TASK ITEM:
In the material below, the required lines run from the one containing "point(103, 47)" through the one containing "point(110, 34)". Copy those lines exactly, ends included, and nothing else.
=== Section Start ===
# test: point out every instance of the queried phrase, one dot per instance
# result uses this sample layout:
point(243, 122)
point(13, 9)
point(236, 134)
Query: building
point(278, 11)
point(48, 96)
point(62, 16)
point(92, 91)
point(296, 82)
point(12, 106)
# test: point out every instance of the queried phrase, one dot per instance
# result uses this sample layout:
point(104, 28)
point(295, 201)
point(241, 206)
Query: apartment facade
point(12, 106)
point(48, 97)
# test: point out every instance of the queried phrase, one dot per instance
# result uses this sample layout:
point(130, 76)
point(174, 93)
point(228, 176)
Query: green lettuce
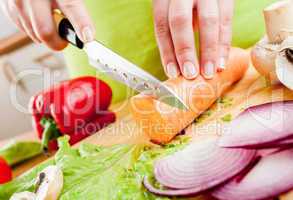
point(93, 172)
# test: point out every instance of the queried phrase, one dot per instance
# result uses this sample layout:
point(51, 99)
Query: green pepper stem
point(47, 134)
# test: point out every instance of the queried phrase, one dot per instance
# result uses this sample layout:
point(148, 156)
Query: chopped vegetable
point(225, 101)
point(18, 151)
point(95, 172)
point(260, 126)
point(199, 167)
point(162, 122)
point(271, 177)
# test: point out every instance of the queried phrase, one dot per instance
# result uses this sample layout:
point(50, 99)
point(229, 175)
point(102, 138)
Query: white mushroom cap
point(263, 57)
point(23, 196)
point(284, 67)
point(50, 183)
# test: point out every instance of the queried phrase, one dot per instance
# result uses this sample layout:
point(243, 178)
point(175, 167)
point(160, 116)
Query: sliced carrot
point(162, 122)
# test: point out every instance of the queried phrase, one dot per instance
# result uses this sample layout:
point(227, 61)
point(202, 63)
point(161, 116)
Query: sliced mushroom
point(24, 196)
point(272, 56)
point(49, 183)
point(284, 63)
point(263, 57)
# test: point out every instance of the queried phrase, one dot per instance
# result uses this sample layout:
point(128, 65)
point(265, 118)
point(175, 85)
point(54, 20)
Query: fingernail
point(189, 70)
point(87, 34)
point(222, 64)
point(209, 70)
point(172, 70)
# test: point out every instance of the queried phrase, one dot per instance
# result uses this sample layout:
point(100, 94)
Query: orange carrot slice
point(162, 122)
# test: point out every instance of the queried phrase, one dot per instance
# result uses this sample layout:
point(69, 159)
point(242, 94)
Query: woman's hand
point(175, 23)
point(35, 18)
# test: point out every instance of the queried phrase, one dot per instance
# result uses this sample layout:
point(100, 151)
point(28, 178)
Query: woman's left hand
point(175, 23)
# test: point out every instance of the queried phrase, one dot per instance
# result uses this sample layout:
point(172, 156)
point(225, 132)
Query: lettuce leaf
point(93, 172)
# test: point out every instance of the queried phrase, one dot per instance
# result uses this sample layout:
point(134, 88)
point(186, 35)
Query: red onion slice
point(260, 126)
point(201, 166)
point(272, 176)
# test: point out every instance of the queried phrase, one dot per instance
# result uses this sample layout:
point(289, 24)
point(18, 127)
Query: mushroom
point(284, 63)
point(23, 196)
point(269, 55)
point(49, 183)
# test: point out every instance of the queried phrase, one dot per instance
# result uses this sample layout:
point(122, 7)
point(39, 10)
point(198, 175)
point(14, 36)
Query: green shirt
point(126, 26)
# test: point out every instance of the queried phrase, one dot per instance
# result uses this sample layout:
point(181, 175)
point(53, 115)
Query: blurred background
point(25, 69)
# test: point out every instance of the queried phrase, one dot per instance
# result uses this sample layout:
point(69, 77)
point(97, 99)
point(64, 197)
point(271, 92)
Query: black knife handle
point(66, 30)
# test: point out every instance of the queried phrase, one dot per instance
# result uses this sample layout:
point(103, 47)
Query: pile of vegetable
point(162, 122)
point(253, 160)
point(94, 172)
point(77, 107)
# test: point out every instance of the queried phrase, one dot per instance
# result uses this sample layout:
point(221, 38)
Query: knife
point(117, 67)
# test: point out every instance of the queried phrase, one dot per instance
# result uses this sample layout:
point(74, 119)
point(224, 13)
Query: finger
point(208, 15)
point(40, 13)
point(9, 15)
point(181, 27)
point(23, 19)
point(77, 14)
point(226, 8)
point(163, 36)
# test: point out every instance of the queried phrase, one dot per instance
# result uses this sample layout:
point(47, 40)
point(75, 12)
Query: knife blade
point(119, 68)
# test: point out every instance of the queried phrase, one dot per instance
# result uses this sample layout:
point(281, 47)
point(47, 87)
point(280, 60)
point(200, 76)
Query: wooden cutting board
point(251, 90)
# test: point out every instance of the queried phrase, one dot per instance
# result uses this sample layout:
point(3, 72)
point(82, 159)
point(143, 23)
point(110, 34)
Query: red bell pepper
point(70, 107)
point(5, 172)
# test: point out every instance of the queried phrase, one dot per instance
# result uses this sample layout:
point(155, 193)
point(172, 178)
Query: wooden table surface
point(251, 90)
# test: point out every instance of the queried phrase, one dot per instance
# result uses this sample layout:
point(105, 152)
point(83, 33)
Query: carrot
point(162, 122)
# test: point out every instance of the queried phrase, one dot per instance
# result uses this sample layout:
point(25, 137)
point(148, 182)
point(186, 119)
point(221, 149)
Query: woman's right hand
point(34, 17)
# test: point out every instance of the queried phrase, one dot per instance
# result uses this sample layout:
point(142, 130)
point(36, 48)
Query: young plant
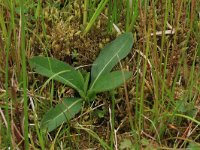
point(101, 79)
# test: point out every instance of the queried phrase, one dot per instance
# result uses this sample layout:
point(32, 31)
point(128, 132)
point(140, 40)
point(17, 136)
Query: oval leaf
point(110, 81)
point(59, 71)
point(110, 55)
point(61, 113)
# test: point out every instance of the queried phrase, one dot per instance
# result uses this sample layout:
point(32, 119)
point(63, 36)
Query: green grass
point(157, 108)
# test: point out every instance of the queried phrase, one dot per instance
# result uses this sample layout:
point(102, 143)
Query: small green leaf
point(58, 71)
point(110, 55)
point(61, 113)
point(110, 81)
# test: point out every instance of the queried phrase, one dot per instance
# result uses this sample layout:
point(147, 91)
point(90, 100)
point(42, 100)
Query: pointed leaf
point(111, 81)
point(61, 113)
point(110, 55)
point(59, 71)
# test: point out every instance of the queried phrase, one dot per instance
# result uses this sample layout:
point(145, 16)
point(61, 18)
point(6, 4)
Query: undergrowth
point(158, 108)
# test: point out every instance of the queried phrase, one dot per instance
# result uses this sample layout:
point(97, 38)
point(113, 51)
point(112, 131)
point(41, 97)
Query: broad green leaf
point(110, 81)
point(59, 71)
point(61, 113)
point(110, 55)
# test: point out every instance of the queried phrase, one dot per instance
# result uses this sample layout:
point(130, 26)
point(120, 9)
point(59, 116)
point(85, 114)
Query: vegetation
point(144, 53)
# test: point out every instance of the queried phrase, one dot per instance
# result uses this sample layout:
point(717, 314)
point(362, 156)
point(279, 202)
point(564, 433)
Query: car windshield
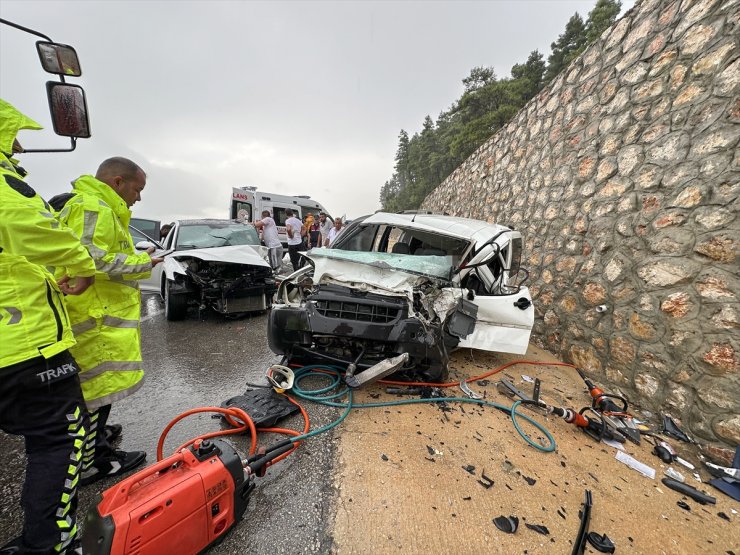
=== Section End ===
TASK RESPONSE:
point(103, 47)
Query: pile of vegetable
point(162, 122)
point(253, 160)
point(94, 172)
point(77, 107)
# test: point out every instance of the queried phrase, one dot per instance
# result uses this sample layout:
point(221, 38)
Query: knife
point(117, 67)
# test: point out every instance of the queried phrase, one dot per instance
# result uses this sample layout:
point(74, 119)
point(224, 13)
Query: finger
point(208, 15)
point(40, 13)
point(9, 15)
point(181, 27)
point(23, 19)
point(77, 14)
point(226, 8)
point(163, 36)
# test: point out every instance of the queried phrase, one dot per instance
# result uses this sample layout:
point(47, 40)
point(75, 12)
Query: knife blade
point(119, 68)
# test: point out every instance of the queried phrase, one dot per instance
# result uses this sample layout:
point(281, 47)
point(47, 87)
point(280, 60)
point(200, 76)
Query: wooden cutting board
point(251, 90)
# test: point out every instance of the queried phrase, one dot per instance
# result uses this sample layout:
point(3, 72)
point(82, 159)
point(143, 23)
point(110, 34)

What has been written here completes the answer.